GOAL
Repeat the lines below word for word, starting at the line that contains "Prove it: the floral" and ending at the line that contains "130;33;173;141", with both of those lines included. Give only these lines.

PROVIDED RECORDS
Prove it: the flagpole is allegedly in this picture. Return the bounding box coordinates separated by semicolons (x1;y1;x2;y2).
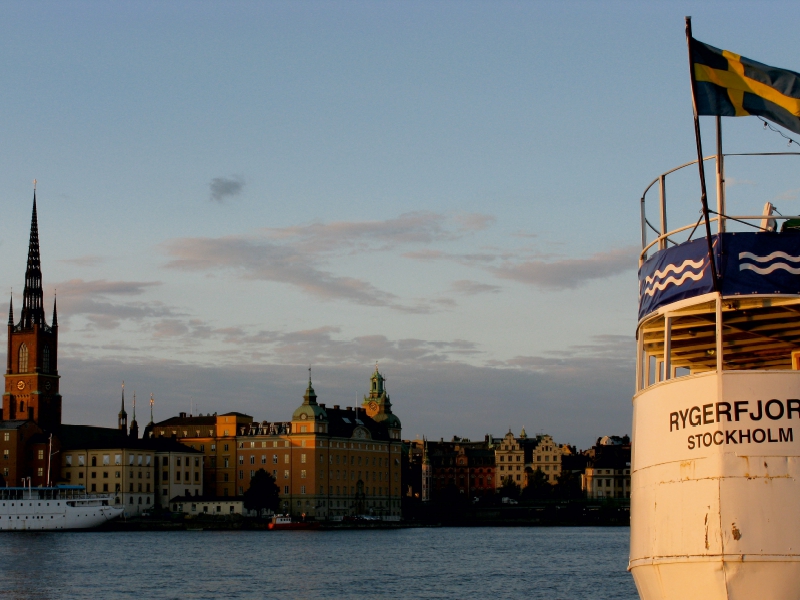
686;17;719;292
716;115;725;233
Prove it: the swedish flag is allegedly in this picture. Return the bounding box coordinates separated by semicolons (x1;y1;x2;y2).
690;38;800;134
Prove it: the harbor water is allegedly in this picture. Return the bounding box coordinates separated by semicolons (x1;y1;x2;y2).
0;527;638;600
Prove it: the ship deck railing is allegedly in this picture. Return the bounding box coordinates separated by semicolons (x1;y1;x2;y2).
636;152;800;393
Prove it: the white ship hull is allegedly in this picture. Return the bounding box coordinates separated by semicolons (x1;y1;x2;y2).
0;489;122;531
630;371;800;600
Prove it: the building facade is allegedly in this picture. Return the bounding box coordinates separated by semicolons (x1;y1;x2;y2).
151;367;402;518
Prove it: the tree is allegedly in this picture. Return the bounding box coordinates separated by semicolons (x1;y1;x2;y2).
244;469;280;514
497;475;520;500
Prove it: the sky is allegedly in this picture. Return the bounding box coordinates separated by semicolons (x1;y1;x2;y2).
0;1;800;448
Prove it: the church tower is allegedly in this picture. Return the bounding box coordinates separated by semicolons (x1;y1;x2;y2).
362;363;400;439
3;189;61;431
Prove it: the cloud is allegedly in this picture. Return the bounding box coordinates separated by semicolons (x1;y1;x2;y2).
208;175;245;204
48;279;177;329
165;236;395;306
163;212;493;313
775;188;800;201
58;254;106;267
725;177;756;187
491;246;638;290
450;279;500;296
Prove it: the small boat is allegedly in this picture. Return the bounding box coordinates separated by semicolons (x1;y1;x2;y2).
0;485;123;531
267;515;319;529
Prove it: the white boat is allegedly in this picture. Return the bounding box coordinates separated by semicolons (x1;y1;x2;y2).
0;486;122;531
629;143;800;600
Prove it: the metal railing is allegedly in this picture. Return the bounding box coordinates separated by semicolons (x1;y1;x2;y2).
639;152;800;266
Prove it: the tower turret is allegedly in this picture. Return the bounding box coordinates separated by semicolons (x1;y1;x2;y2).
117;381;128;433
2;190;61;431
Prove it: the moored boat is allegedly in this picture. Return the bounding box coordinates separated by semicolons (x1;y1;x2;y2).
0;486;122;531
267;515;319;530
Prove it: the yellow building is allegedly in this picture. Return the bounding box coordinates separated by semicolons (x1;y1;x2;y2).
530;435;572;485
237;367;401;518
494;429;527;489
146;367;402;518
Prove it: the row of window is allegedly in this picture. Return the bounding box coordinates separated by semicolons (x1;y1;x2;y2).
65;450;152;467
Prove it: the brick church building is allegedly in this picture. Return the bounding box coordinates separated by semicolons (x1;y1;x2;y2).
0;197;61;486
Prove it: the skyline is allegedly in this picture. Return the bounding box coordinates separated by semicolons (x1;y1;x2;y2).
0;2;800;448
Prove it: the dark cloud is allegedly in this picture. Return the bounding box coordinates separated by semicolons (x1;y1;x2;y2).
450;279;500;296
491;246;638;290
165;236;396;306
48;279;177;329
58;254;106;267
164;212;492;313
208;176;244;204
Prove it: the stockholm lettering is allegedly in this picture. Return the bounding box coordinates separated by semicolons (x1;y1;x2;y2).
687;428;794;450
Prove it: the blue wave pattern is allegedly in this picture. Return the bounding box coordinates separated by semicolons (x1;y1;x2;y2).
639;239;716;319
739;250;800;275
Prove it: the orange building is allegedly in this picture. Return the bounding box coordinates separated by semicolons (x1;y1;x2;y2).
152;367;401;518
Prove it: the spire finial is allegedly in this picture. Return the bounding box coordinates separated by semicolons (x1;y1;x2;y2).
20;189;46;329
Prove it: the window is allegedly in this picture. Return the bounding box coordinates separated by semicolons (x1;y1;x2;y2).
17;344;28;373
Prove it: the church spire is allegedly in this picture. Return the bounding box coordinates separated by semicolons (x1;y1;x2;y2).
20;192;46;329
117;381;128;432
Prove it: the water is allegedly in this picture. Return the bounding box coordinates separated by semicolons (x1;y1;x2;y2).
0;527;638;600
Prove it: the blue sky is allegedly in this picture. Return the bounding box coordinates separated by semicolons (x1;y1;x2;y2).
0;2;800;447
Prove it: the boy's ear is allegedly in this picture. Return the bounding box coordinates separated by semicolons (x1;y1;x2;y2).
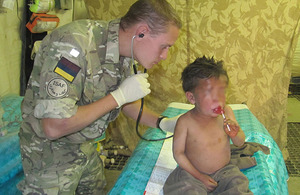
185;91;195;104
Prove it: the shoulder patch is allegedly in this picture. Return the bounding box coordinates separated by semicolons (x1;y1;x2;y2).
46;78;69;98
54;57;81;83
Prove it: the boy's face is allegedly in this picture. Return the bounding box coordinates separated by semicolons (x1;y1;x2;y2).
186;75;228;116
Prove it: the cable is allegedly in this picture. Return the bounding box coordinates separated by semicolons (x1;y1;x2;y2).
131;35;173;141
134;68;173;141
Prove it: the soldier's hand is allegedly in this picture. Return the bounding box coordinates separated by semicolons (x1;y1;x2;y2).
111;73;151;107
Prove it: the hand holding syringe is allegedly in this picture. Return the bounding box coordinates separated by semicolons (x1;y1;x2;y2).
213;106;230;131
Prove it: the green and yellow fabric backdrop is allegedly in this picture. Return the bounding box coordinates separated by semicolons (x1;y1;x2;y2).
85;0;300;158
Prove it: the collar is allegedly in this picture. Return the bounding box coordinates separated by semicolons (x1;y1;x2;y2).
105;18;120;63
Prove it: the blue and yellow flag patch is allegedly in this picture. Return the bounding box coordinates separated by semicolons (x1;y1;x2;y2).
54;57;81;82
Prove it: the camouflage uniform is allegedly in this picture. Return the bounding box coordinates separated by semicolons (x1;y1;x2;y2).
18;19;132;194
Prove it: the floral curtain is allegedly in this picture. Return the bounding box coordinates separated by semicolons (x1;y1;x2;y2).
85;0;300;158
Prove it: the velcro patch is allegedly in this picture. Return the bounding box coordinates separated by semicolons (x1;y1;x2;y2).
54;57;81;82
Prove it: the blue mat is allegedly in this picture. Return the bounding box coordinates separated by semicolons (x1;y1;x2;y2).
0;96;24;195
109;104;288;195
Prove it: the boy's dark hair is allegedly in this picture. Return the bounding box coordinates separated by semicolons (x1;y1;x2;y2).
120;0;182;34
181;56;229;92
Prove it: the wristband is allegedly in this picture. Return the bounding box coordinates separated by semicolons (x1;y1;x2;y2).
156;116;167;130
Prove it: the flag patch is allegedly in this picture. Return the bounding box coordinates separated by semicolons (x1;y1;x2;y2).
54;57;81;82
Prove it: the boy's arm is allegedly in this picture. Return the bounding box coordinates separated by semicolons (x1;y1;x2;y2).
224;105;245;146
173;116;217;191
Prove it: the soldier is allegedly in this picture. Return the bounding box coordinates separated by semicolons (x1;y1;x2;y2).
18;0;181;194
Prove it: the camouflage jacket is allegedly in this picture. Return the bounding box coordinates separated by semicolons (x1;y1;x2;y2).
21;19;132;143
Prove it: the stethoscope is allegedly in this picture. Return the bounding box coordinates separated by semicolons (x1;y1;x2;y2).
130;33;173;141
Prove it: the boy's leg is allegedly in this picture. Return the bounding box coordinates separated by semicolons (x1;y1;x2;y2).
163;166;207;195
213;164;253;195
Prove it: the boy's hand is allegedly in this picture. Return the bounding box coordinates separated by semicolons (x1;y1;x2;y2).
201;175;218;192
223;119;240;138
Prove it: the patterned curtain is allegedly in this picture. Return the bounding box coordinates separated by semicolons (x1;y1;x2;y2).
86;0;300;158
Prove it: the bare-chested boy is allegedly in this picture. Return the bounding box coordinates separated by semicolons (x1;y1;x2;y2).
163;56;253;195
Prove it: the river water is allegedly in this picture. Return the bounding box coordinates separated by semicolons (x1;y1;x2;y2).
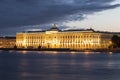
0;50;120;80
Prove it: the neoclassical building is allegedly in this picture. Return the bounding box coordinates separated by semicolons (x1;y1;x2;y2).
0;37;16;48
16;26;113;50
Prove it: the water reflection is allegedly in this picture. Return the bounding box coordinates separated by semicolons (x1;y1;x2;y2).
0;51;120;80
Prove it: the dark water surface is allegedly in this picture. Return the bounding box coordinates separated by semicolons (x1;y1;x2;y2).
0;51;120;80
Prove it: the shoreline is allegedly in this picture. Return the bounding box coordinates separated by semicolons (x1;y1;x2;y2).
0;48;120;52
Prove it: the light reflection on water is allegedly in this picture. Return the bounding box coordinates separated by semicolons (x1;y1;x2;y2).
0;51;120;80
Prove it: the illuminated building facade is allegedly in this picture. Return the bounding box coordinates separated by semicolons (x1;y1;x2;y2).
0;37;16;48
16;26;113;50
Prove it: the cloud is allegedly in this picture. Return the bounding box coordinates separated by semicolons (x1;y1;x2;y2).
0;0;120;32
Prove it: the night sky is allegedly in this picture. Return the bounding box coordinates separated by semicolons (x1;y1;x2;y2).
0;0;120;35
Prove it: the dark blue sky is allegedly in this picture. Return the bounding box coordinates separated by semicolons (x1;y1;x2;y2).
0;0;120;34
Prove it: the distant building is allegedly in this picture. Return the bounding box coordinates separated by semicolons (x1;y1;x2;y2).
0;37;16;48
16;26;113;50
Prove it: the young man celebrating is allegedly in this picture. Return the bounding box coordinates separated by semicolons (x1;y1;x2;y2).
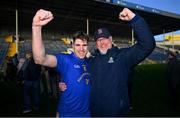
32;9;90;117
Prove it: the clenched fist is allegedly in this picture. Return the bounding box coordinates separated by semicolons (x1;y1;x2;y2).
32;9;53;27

WRITTEN ANSWER
Prove it: the floral curtain is allegedly in this picture. Return the bounding box coordinates separated by semicolons (x1;y1;x2;y2).
85;0;300;158
Prove it: the velcro patch is allegedly in this picture. Return the bounding box coordinates separated by semicolons (x1;y1;x2;y2).
54;57;81;82
Prove it: the blue mat is allegedly in this picture. Return the bounding box coordinates separated by semicolons (x1;y1;x2;y2).
0;96;24;195
109;104;288;195
Prove it: the boy's dark hair is allegedly in this picture. Return the bounding box coordinates separated by semicolons (x1;y1;x2;y2).
120;0;182;34
181;56;229;92
Prove it: the wristband is allegedly in this picture. Return the bounding box coordinates separated by semicolons (x1;y1;x2;y2).
156;116;167;130
Prove it: the flag patch is allegedly in this picture. Return the bounding box coordinates separated by semicolons (x1;y1;x2;y2).
54;57;81;82
Prove it: the boy's arm is allegedly in this picture. Return the bounding box coordinates separated by semicolons (x1;y1;x2;y2).
224;105;245;146
173;116;217;191
Prove it: the soldier is allegedly in this picture. Return the bounding box coordinates separated by semicolons (x1;y1;x2;y2).
18;0;181;194
Prove it: the camouflage jacket is allegedly in this picture. Return the bounding box coordinates separated by semicolons (x1;y1;x2;y2).
21;19;132;143
Prove it: the stethoscope is allegedly in this picture. Return the bounding box coordinates separated by semicolons (x1;y1;x2;y2).
130;33;173;141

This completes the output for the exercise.